**THE TASKS**:
[A] In the text on stock accounting, what does the closing stock value in the company accounts affect?
[B] Retype the records word for word, everything from their first line down to and including the line containing "[0,423,677,480]".

**DOCUMENT**:
— BEGIN —

Accounting for stock involves physical stock counts to its valuation at the financial year end. The closing stock value to be registered in your company accounts would have impact on your corporation tax liability.

If your company is subject to an audit, you auditor will take a good look at your company’s stock valuation policy. Especially if the stock represents significant assets in the company’s accounts and high stock volume is involved.

Normally, your auditor would send their own people to attend stock take at your premises. They would use the stock record you provide them. They would test the effectiveness of your stock accounting system. they would seek understanding how your business is recording, valuing, managing and storing your stock items.

To begin with they would select samples of stock items on your stock record and trace it through to the physical stock item. If they noted any variances in your physical stock to that of your stock record. They would want to know how you deal with damaged stock and missing stock and so on.

Consequently, your auditor would issue either qualified or unqualified audit report. Ideally, you would like to have an unqualified audit report. Because, this means your stock accounting system is good and gives a true and fair view of your company stock’s affairs.

However, if your auditor going to issue a qualified audit report, they would give reasons for their qualified report. You can then work to improve your stock accounting system so that you would not get the same audit report in the subsequent year. It is very important you get your stock accounting system right especially stock is your major asset in your business.

— END —

(Data pulled from a collection)
— BEGIN —

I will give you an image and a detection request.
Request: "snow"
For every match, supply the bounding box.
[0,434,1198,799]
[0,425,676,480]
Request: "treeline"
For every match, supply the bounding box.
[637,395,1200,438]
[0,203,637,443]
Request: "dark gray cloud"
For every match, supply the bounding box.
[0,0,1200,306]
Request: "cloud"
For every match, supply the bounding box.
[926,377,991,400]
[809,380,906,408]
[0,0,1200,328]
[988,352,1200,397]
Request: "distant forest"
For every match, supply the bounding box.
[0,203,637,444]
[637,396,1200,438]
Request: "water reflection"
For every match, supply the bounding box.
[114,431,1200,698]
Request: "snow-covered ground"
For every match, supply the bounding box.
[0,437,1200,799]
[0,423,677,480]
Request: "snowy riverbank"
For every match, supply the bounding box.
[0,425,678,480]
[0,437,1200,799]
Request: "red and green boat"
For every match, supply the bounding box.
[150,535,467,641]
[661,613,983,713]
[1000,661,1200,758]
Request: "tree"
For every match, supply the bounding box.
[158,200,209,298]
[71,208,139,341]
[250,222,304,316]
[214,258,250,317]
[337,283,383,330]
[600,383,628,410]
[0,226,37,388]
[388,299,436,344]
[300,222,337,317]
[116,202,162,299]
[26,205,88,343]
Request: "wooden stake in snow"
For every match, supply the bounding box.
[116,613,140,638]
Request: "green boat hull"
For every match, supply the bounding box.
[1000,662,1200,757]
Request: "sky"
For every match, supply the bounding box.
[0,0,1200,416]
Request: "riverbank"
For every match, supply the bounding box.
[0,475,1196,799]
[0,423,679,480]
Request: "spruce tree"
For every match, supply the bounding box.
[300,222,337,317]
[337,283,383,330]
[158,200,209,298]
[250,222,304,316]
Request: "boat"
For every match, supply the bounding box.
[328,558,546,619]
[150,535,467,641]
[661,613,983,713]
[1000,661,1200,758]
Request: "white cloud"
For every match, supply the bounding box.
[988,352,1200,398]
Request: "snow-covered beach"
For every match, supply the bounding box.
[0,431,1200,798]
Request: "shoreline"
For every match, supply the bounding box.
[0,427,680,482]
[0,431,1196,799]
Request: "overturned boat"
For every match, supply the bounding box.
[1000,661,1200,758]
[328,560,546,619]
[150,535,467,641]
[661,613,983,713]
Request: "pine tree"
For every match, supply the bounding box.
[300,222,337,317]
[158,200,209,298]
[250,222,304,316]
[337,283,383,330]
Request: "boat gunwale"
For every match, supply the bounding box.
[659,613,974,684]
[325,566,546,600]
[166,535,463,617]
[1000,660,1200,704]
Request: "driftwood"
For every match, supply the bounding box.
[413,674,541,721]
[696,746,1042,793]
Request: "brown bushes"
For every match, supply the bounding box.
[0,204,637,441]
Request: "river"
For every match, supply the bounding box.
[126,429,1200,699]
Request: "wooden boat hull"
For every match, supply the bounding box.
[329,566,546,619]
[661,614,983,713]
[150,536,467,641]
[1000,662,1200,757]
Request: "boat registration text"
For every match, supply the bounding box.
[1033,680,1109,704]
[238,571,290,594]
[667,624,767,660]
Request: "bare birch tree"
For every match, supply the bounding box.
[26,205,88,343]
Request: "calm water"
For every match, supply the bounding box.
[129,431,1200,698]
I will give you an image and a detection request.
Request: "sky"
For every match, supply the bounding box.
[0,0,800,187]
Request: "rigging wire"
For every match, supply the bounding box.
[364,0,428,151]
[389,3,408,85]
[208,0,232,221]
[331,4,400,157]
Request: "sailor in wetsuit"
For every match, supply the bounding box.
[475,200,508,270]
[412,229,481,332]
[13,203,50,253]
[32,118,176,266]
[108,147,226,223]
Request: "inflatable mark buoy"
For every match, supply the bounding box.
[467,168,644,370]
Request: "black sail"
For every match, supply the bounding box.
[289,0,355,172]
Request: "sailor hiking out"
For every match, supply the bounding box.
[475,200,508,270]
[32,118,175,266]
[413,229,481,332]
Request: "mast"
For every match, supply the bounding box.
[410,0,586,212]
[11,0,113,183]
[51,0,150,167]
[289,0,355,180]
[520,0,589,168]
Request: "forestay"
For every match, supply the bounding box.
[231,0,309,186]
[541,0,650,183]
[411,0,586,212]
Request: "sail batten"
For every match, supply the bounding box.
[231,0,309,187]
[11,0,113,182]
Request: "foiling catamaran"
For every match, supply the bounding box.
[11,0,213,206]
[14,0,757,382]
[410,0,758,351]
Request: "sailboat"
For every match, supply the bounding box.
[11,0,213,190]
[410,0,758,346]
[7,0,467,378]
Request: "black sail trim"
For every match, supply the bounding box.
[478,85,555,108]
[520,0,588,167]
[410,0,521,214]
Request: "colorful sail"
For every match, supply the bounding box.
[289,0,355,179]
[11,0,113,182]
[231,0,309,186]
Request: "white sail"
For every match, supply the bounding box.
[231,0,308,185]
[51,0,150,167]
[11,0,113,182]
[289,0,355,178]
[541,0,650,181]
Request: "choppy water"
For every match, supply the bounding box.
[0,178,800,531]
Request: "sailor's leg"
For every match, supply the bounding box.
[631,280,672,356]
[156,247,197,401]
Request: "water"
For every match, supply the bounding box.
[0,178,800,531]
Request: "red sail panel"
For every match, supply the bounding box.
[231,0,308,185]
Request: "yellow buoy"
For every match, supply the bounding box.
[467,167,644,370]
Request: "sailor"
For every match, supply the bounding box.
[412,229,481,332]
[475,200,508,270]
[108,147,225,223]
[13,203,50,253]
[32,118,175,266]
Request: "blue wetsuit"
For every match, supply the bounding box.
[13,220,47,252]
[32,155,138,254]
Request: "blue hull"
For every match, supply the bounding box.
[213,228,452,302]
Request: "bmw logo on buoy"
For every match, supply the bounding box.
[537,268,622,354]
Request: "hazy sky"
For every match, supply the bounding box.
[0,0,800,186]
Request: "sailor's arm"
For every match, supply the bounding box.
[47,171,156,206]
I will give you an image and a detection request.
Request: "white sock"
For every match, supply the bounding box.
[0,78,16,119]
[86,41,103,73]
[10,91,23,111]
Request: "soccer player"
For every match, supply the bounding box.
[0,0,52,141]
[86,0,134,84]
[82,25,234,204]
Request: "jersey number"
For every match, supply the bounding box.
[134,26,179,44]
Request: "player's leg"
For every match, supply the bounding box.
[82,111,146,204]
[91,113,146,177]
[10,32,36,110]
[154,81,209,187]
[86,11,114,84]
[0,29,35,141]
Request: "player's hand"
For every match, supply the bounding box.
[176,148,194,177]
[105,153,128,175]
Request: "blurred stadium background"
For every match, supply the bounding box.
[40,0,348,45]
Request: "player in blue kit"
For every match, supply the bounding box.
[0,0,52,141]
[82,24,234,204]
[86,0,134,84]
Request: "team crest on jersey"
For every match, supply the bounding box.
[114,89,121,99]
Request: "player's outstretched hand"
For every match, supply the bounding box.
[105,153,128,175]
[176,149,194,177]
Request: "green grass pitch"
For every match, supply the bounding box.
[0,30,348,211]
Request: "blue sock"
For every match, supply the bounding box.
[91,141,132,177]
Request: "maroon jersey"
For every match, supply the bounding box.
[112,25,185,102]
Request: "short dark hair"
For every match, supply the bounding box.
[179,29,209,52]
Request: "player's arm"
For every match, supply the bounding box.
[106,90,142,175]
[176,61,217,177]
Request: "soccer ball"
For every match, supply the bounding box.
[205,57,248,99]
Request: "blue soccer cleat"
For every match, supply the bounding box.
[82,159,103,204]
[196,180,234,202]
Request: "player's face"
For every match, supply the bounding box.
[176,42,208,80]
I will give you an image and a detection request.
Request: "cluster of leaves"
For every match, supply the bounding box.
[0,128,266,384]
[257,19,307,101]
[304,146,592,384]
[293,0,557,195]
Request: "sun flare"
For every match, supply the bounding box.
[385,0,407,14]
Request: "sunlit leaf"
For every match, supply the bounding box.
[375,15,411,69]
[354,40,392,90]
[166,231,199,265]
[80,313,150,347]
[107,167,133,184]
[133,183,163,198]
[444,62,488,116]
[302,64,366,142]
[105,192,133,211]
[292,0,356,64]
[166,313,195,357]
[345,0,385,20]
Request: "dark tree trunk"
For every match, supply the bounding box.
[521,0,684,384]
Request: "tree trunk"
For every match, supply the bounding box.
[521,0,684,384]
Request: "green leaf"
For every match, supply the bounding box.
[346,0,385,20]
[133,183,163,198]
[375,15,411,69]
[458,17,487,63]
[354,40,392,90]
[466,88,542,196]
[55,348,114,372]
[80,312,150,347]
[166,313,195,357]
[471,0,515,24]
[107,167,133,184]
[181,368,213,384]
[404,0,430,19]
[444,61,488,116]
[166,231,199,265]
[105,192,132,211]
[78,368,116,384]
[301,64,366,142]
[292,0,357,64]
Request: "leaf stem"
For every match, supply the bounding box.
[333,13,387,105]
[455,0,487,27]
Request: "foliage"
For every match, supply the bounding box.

— END —

**SOLUTIONS TO THE PROBLEMS**:
[A] It affects your corporation tax liability.

[B]
I will give you an image and a detection request.
Request: "snow"
For every match, supply the bounding box.
[0,434,1198,799]
[0,425,676,480]
Request: "treeline"
For every match, supply the bounding box.
[637,395,1200,438]
[0,203,637,443]
Request: "dark gray cloud"
For every match, supply the bounding box.
[0,0,1200,306]
Request: "cloud"
For every match, supply the bounding box.
[926,377,991,400]
[809,380,906,408]
[0,0,1200,328]
[988,352,1200,397]
Request: "distant forest"
For every match, supply the bounding box.
[0,203,637,444]
[637,396,1200,438]
Request: "water reflection"
For every match, supply the bounding box.
[114,431,1200,698]
Request: "snow-covered ground"
For every match, supply the bounding box.
[0,437,1200,799]
[0,423,677,480]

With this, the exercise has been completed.